◆ **PROBLEM REQUIREMENTS**: Show each line below that contains the word "monitor", copied in full.

Dataset rows:

>>>

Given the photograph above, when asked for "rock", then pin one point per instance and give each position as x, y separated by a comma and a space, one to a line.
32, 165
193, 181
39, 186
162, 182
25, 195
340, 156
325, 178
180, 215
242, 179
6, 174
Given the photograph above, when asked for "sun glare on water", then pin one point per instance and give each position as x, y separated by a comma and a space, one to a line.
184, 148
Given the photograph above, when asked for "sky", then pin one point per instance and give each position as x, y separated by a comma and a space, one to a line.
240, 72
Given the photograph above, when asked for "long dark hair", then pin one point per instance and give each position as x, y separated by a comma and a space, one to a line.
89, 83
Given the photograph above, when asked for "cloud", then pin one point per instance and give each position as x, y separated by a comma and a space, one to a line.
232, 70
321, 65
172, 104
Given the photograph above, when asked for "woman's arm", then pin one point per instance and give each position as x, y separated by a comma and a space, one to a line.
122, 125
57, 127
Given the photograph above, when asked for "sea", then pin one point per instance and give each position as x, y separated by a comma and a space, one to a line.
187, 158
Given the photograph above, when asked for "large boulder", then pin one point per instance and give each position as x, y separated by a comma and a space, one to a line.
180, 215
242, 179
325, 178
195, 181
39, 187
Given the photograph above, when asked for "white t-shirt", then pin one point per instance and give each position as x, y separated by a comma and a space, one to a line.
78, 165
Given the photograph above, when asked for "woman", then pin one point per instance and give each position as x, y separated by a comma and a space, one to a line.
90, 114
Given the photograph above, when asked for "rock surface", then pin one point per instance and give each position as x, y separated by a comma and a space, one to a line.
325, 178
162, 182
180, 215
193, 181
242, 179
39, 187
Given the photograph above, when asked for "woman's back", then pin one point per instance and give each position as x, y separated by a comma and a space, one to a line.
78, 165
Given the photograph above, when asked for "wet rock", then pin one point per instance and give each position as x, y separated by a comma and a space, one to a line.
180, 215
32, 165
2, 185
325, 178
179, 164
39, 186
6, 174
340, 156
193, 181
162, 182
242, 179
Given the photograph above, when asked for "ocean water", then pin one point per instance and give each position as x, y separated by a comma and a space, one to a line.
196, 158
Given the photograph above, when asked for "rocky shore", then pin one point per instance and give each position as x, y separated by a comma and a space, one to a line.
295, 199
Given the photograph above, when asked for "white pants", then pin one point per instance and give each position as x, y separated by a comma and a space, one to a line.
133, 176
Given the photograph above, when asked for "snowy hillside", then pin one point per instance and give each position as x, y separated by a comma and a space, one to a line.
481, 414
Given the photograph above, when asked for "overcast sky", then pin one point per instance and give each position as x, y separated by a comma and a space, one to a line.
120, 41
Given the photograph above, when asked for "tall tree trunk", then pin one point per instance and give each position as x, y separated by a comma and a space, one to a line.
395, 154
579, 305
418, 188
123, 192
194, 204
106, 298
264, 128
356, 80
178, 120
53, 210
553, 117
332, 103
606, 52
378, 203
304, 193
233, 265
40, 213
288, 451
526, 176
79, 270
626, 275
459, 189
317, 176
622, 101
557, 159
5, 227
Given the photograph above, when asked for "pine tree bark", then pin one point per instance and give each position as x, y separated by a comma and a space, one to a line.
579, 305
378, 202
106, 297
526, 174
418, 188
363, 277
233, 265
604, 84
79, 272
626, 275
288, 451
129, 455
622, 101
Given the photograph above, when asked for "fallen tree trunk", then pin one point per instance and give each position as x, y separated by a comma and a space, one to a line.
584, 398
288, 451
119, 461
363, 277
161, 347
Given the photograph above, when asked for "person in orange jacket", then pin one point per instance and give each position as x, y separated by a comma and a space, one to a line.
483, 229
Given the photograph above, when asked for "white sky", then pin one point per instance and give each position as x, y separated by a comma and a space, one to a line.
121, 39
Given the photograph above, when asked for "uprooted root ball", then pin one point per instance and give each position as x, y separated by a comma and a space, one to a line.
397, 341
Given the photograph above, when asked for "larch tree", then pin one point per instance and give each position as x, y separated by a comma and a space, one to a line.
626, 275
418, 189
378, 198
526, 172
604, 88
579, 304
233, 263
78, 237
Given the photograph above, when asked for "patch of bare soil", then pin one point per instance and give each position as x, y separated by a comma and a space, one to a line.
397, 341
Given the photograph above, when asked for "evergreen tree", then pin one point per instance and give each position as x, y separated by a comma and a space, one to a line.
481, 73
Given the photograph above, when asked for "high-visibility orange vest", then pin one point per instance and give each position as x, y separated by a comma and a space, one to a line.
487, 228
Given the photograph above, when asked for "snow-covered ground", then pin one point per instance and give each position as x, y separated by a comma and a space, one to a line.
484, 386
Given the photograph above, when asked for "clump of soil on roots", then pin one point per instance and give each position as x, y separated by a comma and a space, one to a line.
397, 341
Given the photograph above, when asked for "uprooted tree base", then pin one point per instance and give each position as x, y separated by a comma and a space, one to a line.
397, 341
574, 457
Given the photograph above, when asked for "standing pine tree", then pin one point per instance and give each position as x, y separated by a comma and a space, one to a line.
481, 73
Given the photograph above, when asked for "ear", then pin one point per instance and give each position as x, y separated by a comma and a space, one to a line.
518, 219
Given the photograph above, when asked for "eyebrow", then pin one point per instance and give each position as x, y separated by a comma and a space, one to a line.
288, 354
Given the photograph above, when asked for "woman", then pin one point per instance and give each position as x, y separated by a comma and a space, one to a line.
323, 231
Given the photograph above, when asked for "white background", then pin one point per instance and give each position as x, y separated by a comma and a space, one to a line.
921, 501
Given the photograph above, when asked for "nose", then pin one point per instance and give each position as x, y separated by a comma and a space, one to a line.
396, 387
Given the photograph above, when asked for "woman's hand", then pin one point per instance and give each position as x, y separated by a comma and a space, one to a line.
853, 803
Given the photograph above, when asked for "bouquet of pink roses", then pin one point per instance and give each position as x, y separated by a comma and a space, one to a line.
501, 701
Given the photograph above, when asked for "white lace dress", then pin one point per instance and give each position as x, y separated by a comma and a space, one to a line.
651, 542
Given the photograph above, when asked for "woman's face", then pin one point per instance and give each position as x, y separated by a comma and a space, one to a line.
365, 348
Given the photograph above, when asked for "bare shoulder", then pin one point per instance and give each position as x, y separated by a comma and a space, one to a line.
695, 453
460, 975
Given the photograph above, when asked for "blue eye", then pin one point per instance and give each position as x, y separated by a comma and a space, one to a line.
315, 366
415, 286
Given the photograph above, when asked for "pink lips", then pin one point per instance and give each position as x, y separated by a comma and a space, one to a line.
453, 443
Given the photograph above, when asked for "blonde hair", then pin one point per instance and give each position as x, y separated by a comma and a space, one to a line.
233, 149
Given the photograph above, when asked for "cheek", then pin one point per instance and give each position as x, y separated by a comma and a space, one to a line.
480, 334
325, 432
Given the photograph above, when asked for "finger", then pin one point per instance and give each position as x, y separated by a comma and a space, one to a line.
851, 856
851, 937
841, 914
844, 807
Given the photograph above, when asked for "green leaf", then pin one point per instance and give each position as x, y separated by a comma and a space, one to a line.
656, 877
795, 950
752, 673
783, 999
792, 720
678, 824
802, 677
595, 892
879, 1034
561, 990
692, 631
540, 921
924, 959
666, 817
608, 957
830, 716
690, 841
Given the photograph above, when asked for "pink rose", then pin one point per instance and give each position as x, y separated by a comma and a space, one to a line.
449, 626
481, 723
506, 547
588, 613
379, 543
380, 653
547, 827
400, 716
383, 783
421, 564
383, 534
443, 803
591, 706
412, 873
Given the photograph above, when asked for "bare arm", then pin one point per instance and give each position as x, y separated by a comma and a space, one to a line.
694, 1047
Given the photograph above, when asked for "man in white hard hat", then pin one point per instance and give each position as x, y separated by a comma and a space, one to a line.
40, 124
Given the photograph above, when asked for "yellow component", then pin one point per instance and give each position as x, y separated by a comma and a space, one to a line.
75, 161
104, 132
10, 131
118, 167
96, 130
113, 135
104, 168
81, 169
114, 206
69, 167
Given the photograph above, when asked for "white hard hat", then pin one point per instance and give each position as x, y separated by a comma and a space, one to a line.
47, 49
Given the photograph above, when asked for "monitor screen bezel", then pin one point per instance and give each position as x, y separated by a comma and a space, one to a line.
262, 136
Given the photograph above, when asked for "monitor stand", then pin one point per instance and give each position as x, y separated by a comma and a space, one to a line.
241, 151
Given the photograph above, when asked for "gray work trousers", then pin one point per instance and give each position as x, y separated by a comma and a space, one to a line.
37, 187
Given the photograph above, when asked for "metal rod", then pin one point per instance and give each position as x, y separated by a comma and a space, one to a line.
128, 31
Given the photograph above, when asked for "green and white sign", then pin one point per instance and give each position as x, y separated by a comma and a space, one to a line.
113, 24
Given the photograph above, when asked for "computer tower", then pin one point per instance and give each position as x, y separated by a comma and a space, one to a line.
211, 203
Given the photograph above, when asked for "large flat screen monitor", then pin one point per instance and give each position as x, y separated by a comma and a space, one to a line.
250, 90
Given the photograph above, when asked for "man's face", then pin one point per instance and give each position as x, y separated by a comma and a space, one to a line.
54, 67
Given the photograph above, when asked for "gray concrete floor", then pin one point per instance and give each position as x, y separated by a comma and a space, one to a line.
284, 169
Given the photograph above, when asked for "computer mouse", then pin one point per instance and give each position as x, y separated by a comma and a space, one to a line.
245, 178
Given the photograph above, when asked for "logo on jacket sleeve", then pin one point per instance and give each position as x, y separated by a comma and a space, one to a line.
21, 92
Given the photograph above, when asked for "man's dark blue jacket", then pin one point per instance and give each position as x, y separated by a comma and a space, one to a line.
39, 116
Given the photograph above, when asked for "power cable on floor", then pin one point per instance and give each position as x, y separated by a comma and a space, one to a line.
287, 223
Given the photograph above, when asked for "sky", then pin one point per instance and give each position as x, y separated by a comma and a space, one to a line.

<<<

◆ **TASK ANSWER**:
Given the photograph above, when asked for "monitor screen bezel", then pin one point per instance and give each position as x, y separated by a comma and a space, one to a line.
Given the photograph above, when asked for "monitor stand", then pin one point per instance and give each position as x, y separated by a comma and a space, one to a line.
Given the photograph above, when asked for "large flat screen monitor", then pin one point per instance and give each position as x, y separated by a comma and a space, one to a line.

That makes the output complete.